Start of RECORD EXCERPTS
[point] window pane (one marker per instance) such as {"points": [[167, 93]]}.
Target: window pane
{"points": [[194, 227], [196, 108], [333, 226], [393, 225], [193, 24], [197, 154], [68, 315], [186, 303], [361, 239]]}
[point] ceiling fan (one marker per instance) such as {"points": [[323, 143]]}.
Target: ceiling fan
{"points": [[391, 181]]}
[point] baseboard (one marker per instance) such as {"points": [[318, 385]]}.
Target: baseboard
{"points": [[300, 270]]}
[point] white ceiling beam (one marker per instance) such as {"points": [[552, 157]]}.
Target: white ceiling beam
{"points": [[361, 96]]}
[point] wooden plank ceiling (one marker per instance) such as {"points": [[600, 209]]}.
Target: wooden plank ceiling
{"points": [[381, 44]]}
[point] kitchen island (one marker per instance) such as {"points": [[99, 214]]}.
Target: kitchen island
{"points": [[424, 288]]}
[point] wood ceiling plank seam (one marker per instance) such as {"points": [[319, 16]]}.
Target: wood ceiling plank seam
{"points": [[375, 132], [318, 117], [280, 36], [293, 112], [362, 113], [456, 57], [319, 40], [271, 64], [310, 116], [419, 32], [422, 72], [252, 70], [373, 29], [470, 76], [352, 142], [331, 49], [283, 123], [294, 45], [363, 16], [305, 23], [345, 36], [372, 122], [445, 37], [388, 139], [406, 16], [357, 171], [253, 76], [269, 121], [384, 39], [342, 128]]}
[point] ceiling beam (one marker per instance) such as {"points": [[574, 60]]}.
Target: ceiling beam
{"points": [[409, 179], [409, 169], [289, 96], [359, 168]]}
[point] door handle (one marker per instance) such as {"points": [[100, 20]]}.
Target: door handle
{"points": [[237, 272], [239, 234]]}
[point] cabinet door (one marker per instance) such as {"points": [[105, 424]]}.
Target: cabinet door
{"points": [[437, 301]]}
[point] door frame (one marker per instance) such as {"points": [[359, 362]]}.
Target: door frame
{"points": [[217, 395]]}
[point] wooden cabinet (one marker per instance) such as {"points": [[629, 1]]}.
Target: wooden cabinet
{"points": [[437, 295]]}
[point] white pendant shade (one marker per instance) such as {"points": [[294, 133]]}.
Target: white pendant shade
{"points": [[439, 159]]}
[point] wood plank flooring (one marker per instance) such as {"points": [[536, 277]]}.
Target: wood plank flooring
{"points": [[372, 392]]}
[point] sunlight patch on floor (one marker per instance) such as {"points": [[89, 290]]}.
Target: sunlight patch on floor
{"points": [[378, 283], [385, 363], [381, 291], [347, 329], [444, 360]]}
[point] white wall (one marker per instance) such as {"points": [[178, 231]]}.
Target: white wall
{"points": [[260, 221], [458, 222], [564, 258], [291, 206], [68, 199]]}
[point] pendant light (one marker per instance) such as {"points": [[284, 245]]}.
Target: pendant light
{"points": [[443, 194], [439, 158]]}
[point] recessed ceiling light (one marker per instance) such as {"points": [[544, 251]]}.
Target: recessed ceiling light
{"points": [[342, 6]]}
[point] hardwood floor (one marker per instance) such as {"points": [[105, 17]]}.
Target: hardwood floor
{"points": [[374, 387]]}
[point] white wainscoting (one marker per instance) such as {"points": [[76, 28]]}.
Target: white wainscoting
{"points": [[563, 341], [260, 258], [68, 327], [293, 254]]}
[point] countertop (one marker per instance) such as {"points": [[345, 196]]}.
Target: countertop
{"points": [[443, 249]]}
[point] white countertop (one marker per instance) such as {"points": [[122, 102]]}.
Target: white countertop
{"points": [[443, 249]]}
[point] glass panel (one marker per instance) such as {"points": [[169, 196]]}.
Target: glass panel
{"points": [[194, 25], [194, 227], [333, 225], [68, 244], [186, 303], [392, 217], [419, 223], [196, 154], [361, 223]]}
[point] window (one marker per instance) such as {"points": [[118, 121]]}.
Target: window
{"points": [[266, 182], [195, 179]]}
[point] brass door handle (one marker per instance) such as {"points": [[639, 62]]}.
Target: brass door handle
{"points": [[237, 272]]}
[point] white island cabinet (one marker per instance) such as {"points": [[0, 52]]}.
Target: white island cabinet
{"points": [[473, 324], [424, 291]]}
End of RECORD EXCERPTS
Start of RECORD EXCERPTS
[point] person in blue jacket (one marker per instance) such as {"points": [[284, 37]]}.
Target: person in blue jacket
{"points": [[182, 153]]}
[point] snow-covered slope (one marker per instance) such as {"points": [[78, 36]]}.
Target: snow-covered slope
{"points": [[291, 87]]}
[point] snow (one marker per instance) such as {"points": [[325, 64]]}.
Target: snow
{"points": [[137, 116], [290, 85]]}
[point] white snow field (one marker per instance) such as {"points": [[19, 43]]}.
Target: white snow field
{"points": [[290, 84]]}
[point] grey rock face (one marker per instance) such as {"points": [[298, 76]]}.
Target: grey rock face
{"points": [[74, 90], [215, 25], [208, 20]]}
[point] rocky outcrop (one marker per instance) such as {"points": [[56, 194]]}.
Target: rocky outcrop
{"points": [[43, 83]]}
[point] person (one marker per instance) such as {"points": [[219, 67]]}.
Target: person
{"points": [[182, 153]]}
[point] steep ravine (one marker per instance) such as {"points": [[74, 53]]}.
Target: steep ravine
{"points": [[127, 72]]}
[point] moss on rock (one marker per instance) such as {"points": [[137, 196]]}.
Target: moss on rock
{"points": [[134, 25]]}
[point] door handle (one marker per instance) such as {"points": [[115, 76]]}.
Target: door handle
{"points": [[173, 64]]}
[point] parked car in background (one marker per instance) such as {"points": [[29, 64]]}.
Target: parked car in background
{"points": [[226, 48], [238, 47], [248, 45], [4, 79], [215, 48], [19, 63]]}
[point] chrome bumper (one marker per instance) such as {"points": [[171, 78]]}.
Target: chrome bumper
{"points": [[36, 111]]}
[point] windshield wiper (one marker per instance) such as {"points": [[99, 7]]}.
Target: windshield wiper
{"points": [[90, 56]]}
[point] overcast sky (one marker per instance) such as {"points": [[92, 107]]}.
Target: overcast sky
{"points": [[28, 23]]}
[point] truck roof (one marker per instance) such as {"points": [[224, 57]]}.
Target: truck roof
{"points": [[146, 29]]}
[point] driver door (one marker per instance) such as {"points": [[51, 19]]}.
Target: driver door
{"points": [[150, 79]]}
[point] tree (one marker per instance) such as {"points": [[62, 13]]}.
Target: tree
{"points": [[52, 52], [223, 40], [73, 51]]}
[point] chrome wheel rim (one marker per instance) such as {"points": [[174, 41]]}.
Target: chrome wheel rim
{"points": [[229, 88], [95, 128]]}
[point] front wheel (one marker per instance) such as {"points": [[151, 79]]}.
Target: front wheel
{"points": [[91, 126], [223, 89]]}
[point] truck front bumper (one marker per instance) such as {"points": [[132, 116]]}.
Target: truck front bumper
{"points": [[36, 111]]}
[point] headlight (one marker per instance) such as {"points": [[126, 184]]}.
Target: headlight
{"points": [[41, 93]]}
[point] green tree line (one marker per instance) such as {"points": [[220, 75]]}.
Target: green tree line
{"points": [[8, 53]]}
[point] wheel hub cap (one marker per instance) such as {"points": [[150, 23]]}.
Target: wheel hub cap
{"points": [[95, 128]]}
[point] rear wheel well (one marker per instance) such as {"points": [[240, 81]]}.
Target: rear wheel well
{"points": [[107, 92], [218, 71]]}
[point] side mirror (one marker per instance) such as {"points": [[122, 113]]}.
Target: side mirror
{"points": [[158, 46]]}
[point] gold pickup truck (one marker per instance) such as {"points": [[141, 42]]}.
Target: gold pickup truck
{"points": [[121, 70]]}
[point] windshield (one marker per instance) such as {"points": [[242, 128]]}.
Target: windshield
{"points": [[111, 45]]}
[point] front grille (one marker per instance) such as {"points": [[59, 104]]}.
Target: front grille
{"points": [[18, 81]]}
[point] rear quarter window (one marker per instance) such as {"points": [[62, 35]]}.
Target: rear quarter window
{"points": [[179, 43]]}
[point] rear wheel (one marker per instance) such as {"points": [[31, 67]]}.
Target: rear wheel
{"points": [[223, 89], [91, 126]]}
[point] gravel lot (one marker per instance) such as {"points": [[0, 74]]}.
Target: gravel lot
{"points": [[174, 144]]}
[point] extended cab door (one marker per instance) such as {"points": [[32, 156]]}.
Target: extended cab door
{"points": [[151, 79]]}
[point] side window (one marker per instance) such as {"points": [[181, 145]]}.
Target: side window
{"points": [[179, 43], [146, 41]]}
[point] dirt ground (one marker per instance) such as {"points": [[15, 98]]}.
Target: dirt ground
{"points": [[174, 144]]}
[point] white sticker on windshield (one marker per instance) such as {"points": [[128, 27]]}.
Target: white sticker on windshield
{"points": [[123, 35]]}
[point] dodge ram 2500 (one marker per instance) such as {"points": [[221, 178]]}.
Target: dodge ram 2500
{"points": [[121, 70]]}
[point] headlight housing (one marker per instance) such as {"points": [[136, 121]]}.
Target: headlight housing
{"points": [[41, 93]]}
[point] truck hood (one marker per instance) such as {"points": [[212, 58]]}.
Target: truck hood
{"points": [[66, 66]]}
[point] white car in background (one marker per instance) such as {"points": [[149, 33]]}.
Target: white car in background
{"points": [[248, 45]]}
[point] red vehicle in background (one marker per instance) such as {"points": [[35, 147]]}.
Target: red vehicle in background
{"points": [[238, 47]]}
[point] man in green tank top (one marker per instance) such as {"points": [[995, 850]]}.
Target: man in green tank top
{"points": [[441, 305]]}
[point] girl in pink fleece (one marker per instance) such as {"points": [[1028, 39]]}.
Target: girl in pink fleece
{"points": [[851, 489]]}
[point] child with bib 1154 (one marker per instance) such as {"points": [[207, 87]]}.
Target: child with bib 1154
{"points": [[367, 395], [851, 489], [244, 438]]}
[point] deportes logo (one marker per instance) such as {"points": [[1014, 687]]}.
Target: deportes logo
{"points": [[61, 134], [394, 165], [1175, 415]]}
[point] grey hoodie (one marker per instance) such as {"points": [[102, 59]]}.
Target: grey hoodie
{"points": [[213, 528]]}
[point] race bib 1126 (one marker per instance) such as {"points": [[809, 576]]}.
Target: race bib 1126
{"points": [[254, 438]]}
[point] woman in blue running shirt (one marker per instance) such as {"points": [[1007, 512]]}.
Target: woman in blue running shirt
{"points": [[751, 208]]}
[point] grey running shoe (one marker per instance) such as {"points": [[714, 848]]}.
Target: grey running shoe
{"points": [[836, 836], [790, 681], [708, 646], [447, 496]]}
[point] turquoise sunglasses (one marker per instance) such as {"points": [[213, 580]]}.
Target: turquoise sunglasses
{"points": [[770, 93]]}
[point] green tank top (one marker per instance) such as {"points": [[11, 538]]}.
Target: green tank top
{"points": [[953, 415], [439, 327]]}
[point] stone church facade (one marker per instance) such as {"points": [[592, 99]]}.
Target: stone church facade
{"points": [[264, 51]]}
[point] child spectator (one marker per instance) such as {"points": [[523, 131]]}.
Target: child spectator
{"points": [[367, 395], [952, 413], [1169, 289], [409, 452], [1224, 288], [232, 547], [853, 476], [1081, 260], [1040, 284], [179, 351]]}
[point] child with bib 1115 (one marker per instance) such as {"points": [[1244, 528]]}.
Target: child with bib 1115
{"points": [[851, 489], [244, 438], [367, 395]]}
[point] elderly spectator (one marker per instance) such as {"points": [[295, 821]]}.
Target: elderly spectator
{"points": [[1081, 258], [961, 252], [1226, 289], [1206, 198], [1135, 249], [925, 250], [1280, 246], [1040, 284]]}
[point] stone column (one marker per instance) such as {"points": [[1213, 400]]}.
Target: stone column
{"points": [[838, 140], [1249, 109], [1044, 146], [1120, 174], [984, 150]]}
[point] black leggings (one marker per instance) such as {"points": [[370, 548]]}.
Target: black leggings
End of RECORD EXCERPTS
Start of RECORD EXCERPTS
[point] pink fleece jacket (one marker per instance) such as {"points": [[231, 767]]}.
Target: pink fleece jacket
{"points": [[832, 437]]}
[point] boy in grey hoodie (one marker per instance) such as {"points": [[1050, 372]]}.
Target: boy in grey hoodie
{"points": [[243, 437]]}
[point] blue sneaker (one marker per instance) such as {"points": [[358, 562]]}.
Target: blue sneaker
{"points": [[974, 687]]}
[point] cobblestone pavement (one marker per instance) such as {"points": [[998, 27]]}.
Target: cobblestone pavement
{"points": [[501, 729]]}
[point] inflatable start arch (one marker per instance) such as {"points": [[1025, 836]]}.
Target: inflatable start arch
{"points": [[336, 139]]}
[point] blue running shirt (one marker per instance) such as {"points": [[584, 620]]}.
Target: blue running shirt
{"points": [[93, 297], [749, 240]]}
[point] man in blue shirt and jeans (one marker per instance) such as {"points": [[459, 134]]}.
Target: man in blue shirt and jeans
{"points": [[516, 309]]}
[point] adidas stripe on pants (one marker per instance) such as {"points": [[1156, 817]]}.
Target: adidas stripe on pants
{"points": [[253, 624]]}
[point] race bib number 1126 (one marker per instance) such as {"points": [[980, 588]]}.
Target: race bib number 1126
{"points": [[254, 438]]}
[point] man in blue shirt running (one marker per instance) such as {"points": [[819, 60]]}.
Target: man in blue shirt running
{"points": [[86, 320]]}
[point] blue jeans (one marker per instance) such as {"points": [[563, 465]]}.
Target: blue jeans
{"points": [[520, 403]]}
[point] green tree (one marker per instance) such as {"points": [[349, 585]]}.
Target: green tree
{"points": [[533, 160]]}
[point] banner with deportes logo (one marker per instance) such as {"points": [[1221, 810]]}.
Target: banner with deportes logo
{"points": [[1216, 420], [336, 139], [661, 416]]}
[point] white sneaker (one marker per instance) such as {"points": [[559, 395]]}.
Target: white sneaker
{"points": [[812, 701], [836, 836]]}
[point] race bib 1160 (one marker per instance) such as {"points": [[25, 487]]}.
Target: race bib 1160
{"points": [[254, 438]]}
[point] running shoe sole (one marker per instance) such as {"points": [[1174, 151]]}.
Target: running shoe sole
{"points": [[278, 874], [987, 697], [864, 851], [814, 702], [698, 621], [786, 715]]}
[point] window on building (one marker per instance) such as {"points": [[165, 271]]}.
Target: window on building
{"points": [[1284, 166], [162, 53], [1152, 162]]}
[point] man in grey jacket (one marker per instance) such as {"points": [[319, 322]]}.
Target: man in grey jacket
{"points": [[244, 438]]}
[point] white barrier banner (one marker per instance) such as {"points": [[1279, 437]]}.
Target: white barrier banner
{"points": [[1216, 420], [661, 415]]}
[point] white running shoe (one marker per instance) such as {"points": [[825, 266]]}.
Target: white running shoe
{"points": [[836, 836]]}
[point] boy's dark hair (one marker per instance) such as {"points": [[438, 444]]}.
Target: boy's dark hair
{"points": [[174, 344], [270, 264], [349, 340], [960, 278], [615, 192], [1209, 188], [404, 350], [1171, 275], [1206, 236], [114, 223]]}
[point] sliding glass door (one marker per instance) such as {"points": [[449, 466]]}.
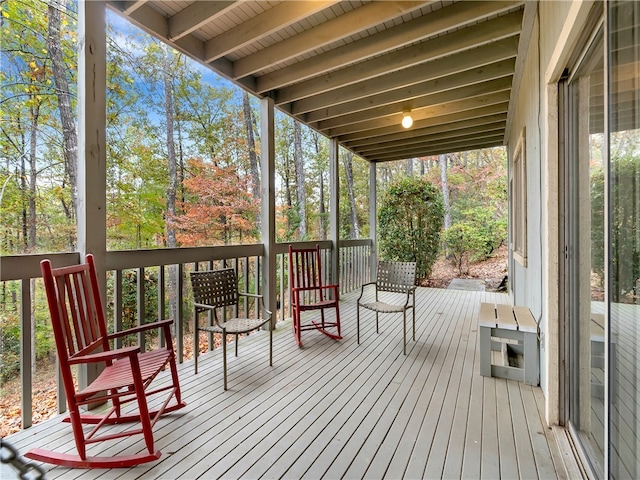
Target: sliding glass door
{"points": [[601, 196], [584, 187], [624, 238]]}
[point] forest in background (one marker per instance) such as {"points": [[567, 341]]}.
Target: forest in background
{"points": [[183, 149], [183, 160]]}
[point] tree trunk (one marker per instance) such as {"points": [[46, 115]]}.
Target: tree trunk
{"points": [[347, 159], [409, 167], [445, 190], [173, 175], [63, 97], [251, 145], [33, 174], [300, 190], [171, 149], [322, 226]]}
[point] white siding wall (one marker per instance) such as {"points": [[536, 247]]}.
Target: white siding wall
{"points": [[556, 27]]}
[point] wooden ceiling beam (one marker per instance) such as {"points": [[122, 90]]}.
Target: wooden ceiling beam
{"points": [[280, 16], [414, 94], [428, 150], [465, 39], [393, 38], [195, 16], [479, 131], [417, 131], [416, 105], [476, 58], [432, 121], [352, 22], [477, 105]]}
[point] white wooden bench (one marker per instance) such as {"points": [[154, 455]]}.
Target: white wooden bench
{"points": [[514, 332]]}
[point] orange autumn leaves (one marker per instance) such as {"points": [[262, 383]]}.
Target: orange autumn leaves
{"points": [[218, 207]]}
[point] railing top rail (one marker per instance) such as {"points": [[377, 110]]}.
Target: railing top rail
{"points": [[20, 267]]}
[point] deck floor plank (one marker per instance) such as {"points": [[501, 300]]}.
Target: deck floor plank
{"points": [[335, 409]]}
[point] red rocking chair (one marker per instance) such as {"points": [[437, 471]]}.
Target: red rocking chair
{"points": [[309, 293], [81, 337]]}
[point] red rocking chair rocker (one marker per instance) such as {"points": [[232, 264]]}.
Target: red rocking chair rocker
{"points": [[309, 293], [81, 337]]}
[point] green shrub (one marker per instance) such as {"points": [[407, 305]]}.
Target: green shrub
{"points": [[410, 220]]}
End of RECORD EXCERPTS
• **EXERCISE TASK**
Return every line of the data above that contains the string "housing", matching case exactly.

• **RESULT OF THE EXERCISE**
[point] headlight housing (one marker per instance) such as {"points": [[136, 121]]}.
Target: headlight housing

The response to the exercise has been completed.